- _Zu erledigen_:
1. Was gab der Kinderarzt im „Medical Camp“ laut dem Text über Elamars Tod der Kleinen?
2. Zitieren Sie aus dem Text über Elamars Tod die Stelle, die mit den Worten „Ist das alles“ anfängt und mit „Medikament zahlen muss.“ aufhört.

____ Ausgangstext

Ein Kind stirbt

Der Tod des kleinen Mädchens Elamar ist eine Tragödie für die Mutter Dhanalakshmi – und nur eine weitere winzige Änderung in einer Statistik. Aber möglicherweise nicht einmal das, die Mutter wohnt ja „illegal“ in Vijayawada. Das Kind hat also für den indischen Staat gar nicht wirklich existiert.

Das letzte Bild von Elamar mit ihrer Mutter Dhanalakshmi entstand während unserer Dreharbeiten zum Dokumentarfilm Slumgott im April 2010.

Die Leidensgeschichte der kleinen Elamar in ihren letzten Lebensmonaten liest sich wie eine Odyssee durch das indische Gesundheitssystem. Es beginnt mit dem „Medical Camp“, das wir für die Kinder im Slum organisieren. Ein Kinderarzt schaut sich die Kleine an, gibt ein Eisenpräparat und eine Entwurmungstablette. Ansonsten findet der Arzt nichts. Wochen später: Das Schreien des Kindes wird immer schlimmer, es kommt Fieber dazu. Die Mutter geht zu der indischen NGO Care & Share, die uns bei unserer Arbeit im Slum unterstützt. Sie bekommt Tabletten für Elamar. Das Kind scheint sich zu erholen. Dann ein Rückfall und ein kostspieliger Besuch in einem Krankenhaus, der augenscheinlich nichts bringt. Dhanalakshmi entscheidet sich, mit ihrem Kind in ihr Heimatdorf zu fahren, weil sie den Ärzten dort mehr zutraut als denen in den städtischen Hospitälern. Noch während der Busfahrt stirbt das Mädchen. Mit dem toten Kind im Arm fährt Dhanalakshmi zurück in den Slum, wo ein hinduistisches Totenritual gefeiert wird.

Ist das alles eine tragische Verkettung unglücklicher Umstände? Das wäre meines Erachtens zu einfach. Ja, auch bei uns sterben Kinder, ja auch bei uns gibt es Fehldiagnosen, warum nicht auch in Indien?

Aber es gibt gravierende Unterschiede: Bei uns werden Kinder schon während der Schwangerschaft kontrolliert. Nach der Geburt gibt es einen festen Kanon von Vorsorgeuntersuchungen. Da ist es schon etwas schwieriger, eine Hepatitis oder Ähnliches zu übersehen.

Der andere gravierende Unterschied scheint das grundsätzliche Vertrauensdefizit der Slumbewohner in die medizinischen Institutionen zu sein. Wie soll man auch Vertrauen aufbauen, wenn man immer nur als lästiger Bittsteller angesehen wird, der dann auch noch viel Geld für jede Untersuchung und jedes Medikament zahlen muss.

„Stimmt nicht!“, könnte man einwerfen, weil ja die Leistungen im staatlichen Krankenhaus kostenlos sind. Wer aber nicht lesen und schreiben kann, der wird in einer solchen Stresssituation eher Opfer von korrupten Leuten, oder er wird schlechter behandelt, weil er kein Schmiergeld bezahlen kann.

Wenn man in Deutschland von den Halbgöttern in Weiß spricht, dann reflektiert das auch die Unsicherheit vieler Menschen in einer solch existenziellen Ausnahmesituation, in der man den Ärzten und Mitarbeitern im Gesundheitssystem ausgeliefert ist. Wenn das bei uns schon so war oder ist, wie müssen sich dann erst Ravi, Dhanalakshmi und andere Slumbewohner fühlen, wenn sie vor den Krankenhäusern Schlange stehen müssen und ihre schreienden Kinder auf dem Arm tragen?

PS: Elamars Tod hat uns veranlasst für kommende Notfälle einen Fonds einzurichten.

________
____ Vorliegende Datensätze

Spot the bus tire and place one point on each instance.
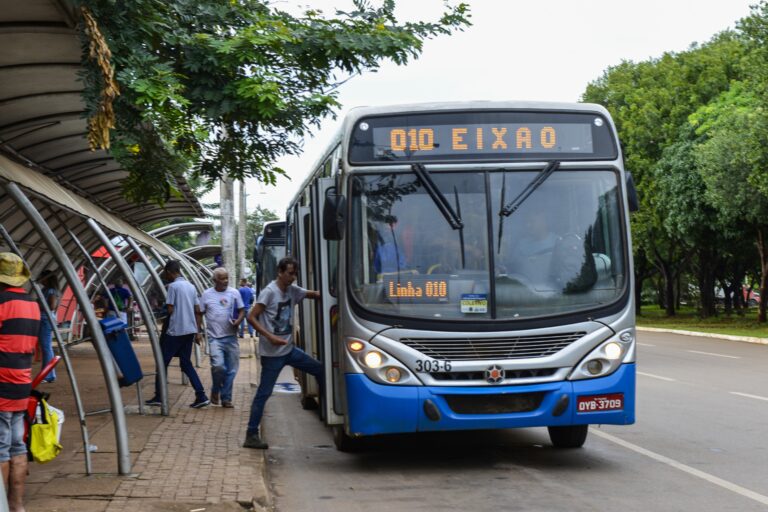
(344, 442)
(571, 436)
(308, 403)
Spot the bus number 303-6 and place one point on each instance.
(430, 365)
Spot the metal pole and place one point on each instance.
(62, 348)
(146, 313)
(98, 339)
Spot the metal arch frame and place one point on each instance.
(98, 339)
(149, 319)
(173, 229)
(160, 374)
(62, 348)
(164, 408)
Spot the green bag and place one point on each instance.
(43, 436)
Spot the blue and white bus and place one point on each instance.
(475, 266)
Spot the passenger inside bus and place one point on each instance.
(389, 255)
(529, 247)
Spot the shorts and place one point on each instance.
(11, 435)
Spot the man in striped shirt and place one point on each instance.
(19, 326)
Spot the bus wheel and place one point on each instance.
(572, 436)
(308, 403)
(343, 442)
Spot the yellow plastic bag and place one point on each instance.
(43, 443)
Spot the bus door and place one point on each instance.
(305, 329)
(327, 262)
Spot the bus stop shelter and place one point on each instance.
(61, 204)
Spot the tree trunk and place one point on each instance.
(242, 222)
(761, 249)
(227, 193)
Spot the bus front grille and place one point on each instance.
(475, 349)
(508, 374)
(494, 404)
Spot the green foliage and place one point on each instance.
(218, 86)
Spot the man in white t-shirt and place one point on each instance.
(223, 309)
(271, 316)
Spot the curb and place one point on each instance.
(744, 339)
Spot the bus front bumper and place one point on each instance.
(380, 409)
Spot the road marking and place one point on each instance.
(756, 397)
(725, 484)
(655, 376)
(713, 354)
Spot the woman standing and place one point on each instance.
(48, 283)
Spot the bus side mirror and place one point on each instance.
(334, 215)
(632, 201)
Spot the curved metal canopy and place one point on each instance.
(203, 251)
(184, 227)
(41, 112)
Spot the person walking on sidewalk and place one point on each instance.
(48, 285)
(271, 317)
(19, 327)
(224, 311)
(246, 293)
(183, 330)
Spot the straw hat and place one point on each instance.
(12, 270)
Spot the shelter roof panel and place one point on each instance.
(42, 120)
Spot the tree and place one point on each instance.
(732, 162)
(215, 85)
(650, 103)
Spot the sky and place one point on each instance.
(515, 50)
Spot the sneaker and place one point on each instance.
(254, 441)
(199, 403)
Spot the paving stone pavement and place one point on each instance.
(191, 459)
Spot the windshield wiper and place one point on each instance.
(535, 183)
(437, 197)
(513, 205)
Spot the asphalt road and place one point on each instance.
(699, 444)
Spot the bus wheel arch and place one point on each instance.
(569, 436)
(344, 442)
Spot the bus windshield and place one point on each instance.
(561, 251)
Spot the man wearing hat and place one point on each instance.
(19, 326)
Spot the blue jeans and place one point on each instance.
(225, 360)
(241, 331)
(11, 435)
(181, 347)
(270, 369)
(45, 340)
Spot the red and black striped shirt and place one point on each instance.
(19, 326)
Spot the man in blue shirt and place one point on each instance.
(246, 293)
(183, 330)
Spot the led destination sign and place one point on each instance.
(481, 136)
(484, 139)
(416, 289)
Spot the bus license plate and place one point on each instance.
(598, 403)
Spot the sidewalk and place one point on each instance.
(189, 460)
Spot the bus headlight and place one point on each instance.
(604, 359)
(373, 359)
(392, 374)
(356, 345)
(377, 364)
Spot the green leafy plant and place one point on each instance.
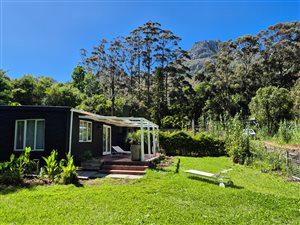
(184, 143)
(52, 166)
(68, 173)
(134, 138)
(14, 170)
(284, 132)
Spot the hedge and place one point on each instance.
(185, 144)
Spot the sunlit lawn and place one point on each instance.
(161, 197)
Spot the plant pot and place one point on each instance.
(135, 152)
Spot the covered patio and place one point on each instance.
(133, 122)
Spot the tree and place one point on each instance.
(78, 76)
(281, 54)
(99, 104)
(63, 95)
(270, 106)
(296, 96)
(30, 90)
(159, 107)
(5, 88)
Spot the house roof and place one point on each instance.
(35, 108)
(118, 121)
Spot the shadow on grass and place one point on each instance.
(209, 181)
(28, 184)
(9, 189)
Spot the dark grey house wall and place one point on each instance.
(57, 126)
(56, 129)
(95, 147)
(119, 135)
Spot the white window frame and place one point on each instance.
(24, 135)
(107, 127)
(87, 133)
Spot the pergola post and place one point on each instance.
(157, 138)
(142, 140)
(154, 141)
(149, 141)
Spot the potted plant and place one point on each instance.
(134, 138)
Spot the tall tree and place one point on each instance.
(149, 33)
(281, 54)
(270, 106)
(78, 76)
(5, 88)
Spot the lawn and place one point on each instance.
(161, 197)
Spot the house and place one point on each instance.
(44, 128)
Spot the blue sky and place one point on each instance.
(45, 37)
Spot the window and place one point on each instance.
(30, 133)
(85, 131)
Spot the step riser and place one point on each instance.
(123, 167)
(122, 172)
(126, 163)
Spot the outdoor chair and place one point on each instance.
(119, 150)
(220, 177)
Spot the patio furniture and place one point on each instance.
(220, 177)
(119, 150)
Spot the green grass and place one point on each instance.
(161, 197)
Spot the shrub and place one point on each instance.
(68, 173)
(268, 160)
(14, 170)
(86, 155)
(177, 122)
(52, 167)
(183, 143)
(284, 132)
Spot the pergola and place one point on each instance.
(132, 122)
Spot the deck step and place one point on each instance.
(129, 172)
(124, 167)
(131, 163)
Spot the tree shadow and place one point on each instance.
(209, 181)
(9, 189)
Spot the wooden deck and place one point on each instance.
(125, 159)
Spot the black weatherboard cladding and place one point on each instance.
(56, 128)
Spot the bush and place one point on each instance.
(68, 173)
(183, 143)
(14, 170)
(52, 167)
(177, 122)
(268, 160)
(284, 132)
(63, 172)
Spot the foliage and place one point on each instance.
(5, 88)
(256, 198)
(271, 105)
(284, 132)
(176, 121)
(78, 76)
(295, 93)
(101, 105)
(63, 95)
(52, 166)
(29, 90)
(13, 171)
(238, 145)
(183, 143)
(268, 160)
(68, 173)
(134, 138)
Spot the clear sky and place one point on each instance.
(45, 37)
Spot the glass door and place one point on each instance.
(106, 140)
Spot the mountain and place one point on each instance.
(200, 52)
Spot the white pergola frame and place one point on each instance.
(131, 122)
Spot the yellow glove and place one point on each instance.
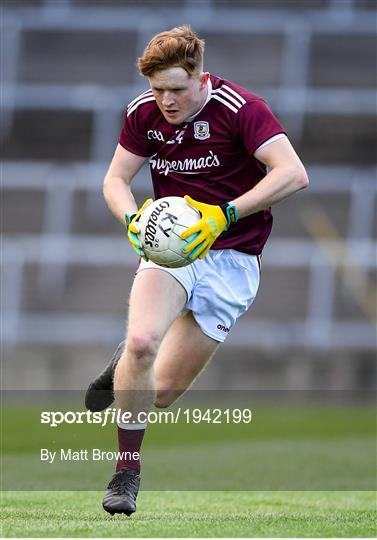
(133, 229)
(215, 219)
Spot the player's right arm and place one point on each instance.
(118, 195)
(117, 184)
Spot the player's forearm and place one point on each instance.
(119, 197)
(279, 184)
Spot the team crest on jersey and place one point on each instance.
(201, 130)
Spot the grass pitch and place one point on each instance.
(193, 514)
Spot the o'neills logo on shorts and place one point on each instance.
(184, 166)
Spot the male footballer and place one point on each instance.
(219, 146)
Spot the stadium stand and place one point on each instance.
(68, 72)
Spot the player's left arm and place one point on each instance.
(286, 176)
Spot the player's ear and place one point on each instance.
(203, 79)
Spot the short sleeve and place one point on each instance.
(256, 124)
(132, 136)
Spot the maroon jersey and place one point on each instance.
(209, 157)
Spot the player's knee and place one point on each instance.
(165, 398)
(142, 347)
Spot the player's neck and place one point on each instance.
(204, 101)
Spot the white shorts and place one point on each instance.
(220, 288)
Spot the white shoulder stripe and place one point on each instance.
(236, 94)
(141, 96)
(135, 106)
(226, 103)
(228, 97)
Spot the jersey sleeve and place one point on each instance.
(132, 136)
(256, 124)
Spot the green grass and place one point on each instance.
(193, 514)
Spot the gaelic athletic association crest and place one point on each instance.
(201, 130)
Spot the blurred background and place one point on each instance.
(68, 71)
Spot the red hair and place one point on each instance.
(178, 47)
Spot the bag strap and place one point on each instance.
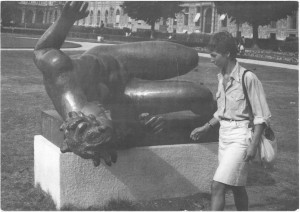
(245, 90)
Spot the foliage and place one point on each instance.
(256, 13)
(151, 11)
(192, 40)
(8, 12)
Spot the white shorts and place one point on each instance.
(234, 138)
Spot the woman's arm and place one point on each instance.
(201, 131)
(260, 111)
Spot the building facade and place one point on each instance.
(196, 17)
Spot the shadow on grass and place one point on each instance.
(199, 201)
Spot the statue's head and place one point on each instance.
(87, 135)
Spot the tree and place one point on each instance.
(256, 13)
(151, 11)
(8, 12)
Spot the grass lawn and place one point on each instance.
(23, 41)
(23, 97)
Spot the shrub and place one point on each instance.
(290, 46)
(193, 40)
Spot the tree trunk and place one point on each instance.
(237, 29)
(255, 36)
(152, 30)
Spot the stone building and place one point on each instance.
(196, 16)
(39, 12)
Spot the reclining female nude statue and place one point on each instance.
(111, 94)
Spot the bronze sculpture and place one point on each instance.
(93, 90)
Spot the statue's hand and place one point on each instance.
(75, 10)
(155, 123)
(88, 138)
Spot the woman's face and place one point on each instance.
(220, 60)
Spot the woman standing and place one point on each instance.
(236, 147)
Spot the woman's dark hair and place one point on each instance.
(223, 42)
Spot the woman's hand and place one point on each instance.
(199, 132)
(74, 11)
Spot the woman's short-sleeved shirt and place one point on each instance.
(232, 102)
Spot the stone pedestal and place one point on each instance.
(141, 173)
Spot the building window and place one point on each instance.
(117, 16)
(186, 19)
(272, 36)
(292, 22)
(186, 10)
(273, 24)
(197, 19)
(106, 16)
(91, 17)
(224, 22)
(174, 21)
(98, 18)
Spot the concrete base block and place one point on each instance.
(142, 173)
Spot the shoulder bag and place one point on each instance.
(267, 148)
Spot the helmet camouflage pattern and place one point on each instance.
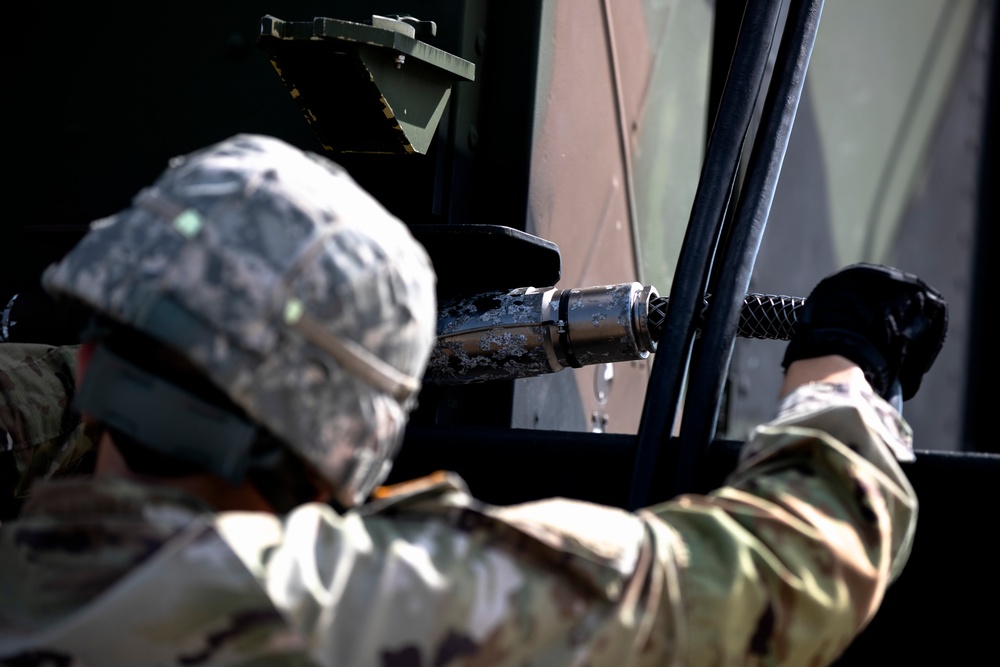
(286, 284)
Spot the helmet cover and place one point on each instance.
(286, 284)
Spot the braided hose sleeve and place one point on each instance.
(764, 316)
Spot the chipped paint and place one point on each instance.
(520, 333)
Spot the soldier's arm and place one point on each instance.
(790, 560)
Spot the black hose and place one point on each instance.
(701, 406)
(715, 185)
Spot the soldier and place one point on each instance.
(41, 435)
(261, 325)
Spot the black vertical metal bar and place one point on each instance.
(709, 371)
(694, 263)
(977, 430)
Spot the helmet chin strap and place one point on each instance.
(145, 407)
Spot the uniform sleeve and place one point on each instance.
(782, 566)
(790, 560)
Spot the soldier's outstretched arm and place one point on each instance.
(784, 565)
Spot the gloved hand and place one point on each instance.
(890, 323)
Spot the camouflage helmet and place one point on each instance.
(286, 285)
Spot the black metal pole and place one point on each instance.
(701, 239)
(708, 376)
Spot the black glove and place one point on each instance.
(890, 323)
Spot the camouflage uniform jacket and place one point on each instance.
(782, 566)
(41, 436)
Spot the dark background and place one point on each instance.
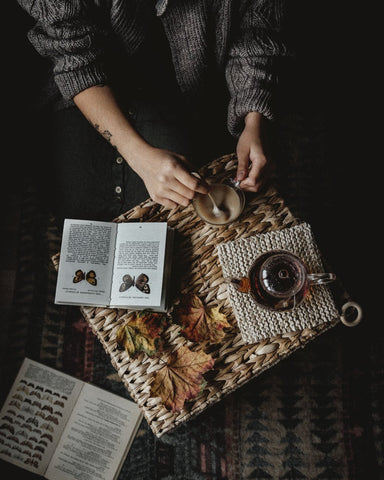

________

- _Die Lösungen_:
1. Ein Eisenpräparat und eine Entwurmungstablette.

2.
Ist das alles eine tragische Verkettung unglücklicher Umstände? Das wäre meines Erachtens zu einfach. Ja, auch bei uns sterben Kinder, ja auch bei uns gibt es Fehldiagnosen, warum nicht auch in Indien?

Aber es gibt gravierende Unterschiede: Bei uns werden Kinder schon während der Schwangerschaft kontrolliert. Nach der Geburt gibt es einen festen Kanon von Vorsorgeuntersuchungen. Da ist es schon etwas schwieriger, eine Hepatitis oder Ähnliches zu übersehen.

Der andere gravierende Unterschied scheint das grundsätzliche Vertrauensdefizit der Slumbewohner in die medizinischen Institutionen zu sein. Wie soll man auch Vertrauen aufbauen, wenn man immer nur als lästiger Bittsteller angesehen wird, der dann auch noch viel Geld für jede Untersuchung und jedes Medikament zahlen muss.